WHAT IS EXPECTED -> Set down the full listing exactly, character for character.

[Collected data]
--------------------------------
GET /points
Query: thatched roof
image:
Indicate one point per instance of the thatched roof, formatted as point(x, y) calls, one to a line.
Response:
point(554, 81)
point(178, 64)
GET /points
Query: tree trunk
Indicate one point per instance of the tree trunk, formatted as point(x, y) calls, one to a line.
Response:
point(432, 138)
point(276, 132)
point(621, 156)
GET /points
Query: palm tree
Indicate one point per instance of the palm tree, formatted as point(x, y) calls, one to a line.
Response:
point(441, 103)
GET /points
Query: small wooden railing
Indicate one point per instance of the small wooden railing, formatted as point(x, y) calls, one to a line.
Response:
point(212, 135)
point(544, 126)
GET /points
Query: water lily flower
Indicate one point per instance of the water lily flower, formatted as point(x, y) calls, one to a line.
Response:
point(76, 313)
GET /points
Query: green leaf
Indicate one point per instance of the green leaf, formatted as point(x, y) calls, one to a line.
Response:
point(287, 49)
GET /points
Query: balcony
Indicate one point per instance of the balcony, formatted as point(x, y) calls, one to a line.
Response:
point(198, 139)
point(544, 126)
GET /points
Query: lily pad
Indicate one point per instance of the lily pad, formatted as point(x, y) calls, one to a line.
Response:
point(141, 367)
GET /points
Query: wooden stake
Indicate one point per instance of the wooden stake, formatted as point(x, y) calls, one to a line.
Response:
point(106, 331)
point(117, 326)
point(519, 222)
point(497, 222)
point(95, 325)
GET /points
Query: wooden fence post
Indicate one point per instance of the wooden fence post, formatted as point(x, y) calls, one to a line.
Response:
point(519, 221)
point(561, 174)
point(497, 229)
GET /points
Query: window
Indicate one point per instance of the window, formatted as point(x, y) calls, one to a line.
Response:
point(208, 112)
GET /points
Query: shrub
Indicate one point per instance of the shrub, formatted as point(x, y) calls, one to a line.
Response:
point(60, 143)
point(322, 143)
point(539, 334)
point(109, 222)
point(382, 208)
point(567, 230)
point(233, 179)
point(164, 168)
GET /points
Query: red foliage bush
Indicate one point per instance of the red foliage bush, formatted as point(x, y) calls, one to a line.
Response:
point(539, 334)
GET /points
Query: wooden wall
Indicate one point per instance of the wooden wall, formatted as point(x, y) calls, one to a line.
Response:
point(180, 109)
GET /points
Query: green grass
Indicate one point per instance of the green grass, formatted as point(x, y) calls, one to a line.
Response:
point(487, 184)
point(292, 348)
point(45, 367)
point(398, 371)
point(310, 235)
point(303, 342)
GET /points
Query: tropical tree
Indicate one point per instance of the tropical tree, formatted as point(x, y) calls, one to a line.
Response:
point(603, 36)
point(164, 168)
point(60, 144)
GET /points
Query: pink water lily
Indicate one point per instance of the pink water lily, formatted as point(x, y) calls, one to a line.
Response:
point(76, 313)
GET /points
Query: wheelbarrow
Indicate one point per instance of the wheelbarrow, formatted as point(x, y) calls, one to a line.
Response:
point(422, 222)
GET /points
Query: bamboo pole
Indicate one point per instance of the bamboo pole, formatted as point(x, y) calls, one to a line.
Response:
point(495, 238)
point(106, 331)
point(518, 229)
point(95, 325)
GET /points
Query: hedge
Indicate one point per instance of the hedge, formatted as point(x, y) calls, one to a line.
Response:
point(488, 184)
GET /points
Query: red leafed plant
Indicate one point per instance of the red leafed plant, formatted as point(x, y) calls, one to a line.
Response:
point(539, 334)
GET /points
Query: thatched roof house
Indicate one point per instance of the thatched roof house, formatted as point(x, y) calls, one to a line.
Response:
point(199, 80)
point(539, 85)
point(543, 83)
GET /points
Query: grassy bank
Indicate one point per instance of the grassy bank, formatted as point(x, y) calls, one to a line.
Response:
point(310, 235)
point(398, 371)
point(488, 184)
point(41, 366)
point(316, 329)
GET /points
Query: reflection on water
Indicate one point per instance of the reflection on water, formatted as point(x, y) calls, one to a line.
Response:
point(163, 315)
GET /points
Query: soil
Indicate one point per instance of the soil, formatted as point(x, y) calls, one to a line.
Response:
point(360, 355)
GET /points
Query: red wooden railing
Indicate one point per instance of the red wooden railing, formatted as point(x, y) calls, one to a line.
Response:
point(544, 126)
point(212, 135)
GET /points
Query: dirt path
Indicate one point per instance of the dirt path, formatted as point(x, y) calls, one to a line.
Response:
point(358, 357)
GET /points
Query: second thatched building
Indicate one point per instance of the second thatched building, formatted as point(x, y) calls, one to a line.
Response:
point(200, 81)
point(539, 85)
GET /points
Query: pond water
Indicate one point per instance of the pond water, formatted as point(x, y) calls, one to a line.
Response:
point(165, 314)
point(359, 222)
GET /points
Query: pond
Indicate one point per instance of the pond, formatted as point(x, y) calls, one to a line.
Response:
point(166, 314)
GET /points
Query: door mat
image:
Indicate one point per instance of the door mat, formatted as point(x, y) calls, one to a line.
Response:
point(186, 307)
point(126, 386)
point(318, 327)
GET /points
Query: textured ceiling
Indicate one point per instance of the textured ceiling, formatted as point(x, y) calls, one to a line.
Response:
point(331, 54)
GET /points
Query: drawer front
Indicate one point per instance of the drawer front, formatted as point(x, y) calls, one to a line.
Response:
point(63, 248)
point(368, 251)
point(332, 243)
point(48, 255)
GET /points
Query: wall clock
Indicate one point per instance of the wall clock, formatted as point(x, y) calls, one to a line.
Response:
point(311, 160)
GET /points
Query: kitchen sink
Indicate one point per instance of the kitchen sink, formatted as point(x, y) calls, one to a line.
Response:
--------------------------------
REPLY ->
GET /points
Query: thatched roof
image:
Indicate one point per instance of the thatched roof, formatted as point(x, y) calls, one to a line.
Response:
point(554, 81)
point(178, 64)
GET /points
Query: tree trunk
Indicate one point per instance of the tree trunk, formatted as point(x, y) calls, one to a line.
Response:
point(432, 138)
point(276, 132)
point(621, 156)
GET /points
Query: palm tree
Indicate one point per instance of the palm tree, formatted as point(x, y) calls, one to a line.
Response:
point(441, 103)
GET /points
Query: small wooden railing
Indicate one point per instance of the small wooden railing, formatted as point(x, y) calls, one to a line.
Response:
point(212, 135)
point(544, 126)
GET /points
Query: water lily flower
Indicate one point per instance of the water lily flower, formatted as point(x, y) calls, one to a line.
Response:
point(76, 313)
GET /points
Query: green leaf
Indicate one point per instance of the green leaf, formatted as point(x, y) calls, one to a line.
Response:
point(287, 49)
GET /points
Query: balcony
Indicate one point per instance of the balcony, formatted as point(x, y) calls, one to a line.
Response:
point(198, 139)
point(544, 126)
GET /points
Query: lily pad
Indicate one point per instance of the lily pad, formatted as point(x, y) calls, one to a line.
Response:
point(141, 367)
GET /points
Query: wooden stake
Indicate one point per instance of the wooden stake, formatted as point(x, y) calls, one to a line.
Response:
point(106, 331)
point(117, 326)
point(519, 222)
point(497, 222)
point(95, 325)
GET /points
Query: wooden fence post
Indicate one point per instance of the wooden fence post, formatted as point(x, y) calls, one to a line.
Response:
point(519, 221)
point(561, 174)
point(497, 229)
GET /points
Query: window
Indicate one point per instance of the window, formatted as point(x, y) calls, one to a line.
Response:
point(208, 112)
GET /points
Query: shrub
Indicate one point per instance of the shrub, formatted as point(x, y) calls, one to a line.
Response:
point(60, 143)
point(322, 143)
point(539, 334)
point(109, 222)
point(382, 208)
point(567, 230)
point(233, 179)
point(164, 168)
GET /points
Query: red foliage bush
Indicate one point per instance of the red foliage bush, formatted as point(x, y) calls, one to a line.
Response:
point(539, 334)
GET /points
Query: wooden wall
Indicate one point per instance of the wooden wall, formatted as point(x, y) calls, one to a line.
Response:
point(180, 109)
GET /points
Query: green grass
Indicate one point per instance of the green grass, formatted as point(x, y) calls, one to a line.
Response:
point(487, 184)
point(292, 348)
point(45, 367)
point(398, 371)
point(310, 235)
point(303, 342)
GET /points
Query: tropical tree
Indicate one point per instance of the tropical tree, formatted as point(x, y) calls, one to a line.
Response:
point(603, 36)
point(164, 168)
point(60, 144)
GET /points
Query: pink water lily
Indicate one point per instance of the pink water lily, formatted as point(x, y) calls, one to a line.
Response:
point(76, 313)
GET /points
Query: wheelbarrow
Indicate one point per instance of the wheelbarrow, formatted as point(x, y) calls, one to a line.
Response:
point(422, 222)
GET /points
Query: bamboo pole
Indicate one point per instance of the bamboo pole, formatted as point(x, y) calls, one to a line.
Response:
point(495, 238)
point(106, 331)
point(518, 229)
point(95, 325)
GET /points
Query: hedge
Indicate one point per instance of the hedge, formatted as point(x, y) calls, one to a line.
Response:
point(488, 184)
GET /points
Query: red leafed plant
Indicate one point per instance of the red leafed plant, formatted as point(x, y) calls, one to a line.
Response:
point(539, 334)
GET /points
Query: thatched roof house
Indicate one point per instance of the thatched roof house, formatted as point(x, y) calls, one to a line.
Response:
point(199, 80)
point(539, 85)
point(543, 83)
GET /points
Query: grassy bank
Indicate one point per instance of the grassy bank, formatted as point(x, y) calls, one to a line.
Response:
point(310, 235)
point(398, 371)
point(488, 184)
point(41, 366)
point(316, 329)
GET /points
Query: reflection on water
Indicate one point per instance of the reflection on water, formatted as point(x, y) calls, one to a line.
Response:
point(163, 315)
GET /points
Query: soil
Indicate one point per instance of the soil, formatted as point(x, y) calls, one to a line.
Response:
point(360, 355)
GET /points
Query: red wooden railing
Indicate one point per instance of the red wooden railing, formatted as point(x, y) calls, one to a line.
Response:
point(544, 126)
point(212, 135)
GET /points
Query: dirt path
Indicate one point per instance of the dirt path, formatted as point(x, y) calls, one to a line.
Response:
point(358, 357)
GET /points
Query: second thatched building
Indicate one point per instance of the second thatched building, formatted as point(x, y) calls, one to a line.
Response:
point(200, 81)
point(539, 85)
GET /points
Query: pond water
Indicate one point per instance of the pond water, formatted as point(x, y) calls, one to a line.
Response:
point(165, 314)
point(359, 222)
GET /points
Query: pond
Indicate one point per instance of the pond, formatted as point(x, y) calls, one to a line.
Response:
point(166, 314)
GET /points
Query: door mat
image:
Indicate one point per instance of the door mat, formatted as point(x, y) calls, one to a line.
Response:
point(186, 307)
point(126, 386)
point(318, 327)
GET /points
Query: textured ceiling
Indicate one point per instance of the textured ceiling, formatted as point(x, y) calls, one to a line.
Response:
point(331, 54)
GET /points
Query: drawer front
Indicate one point per instance of the drawer front, formatted as point(x, y) calls, one to a line.
Response:
point(63, 248)
point(368, 251)
point(332, 243)
point(48, 255)
GET /points
Query: wall clock
Indicate one point per instance of the wall clock, formatted as point(x, y) calls, one to a line.
Response:
point(311, 160)
GET /points
Query: kitchen sink
Indicate one point per instance of the kitchen sink, formatted as point(x, y) calls, one to a line.
Response:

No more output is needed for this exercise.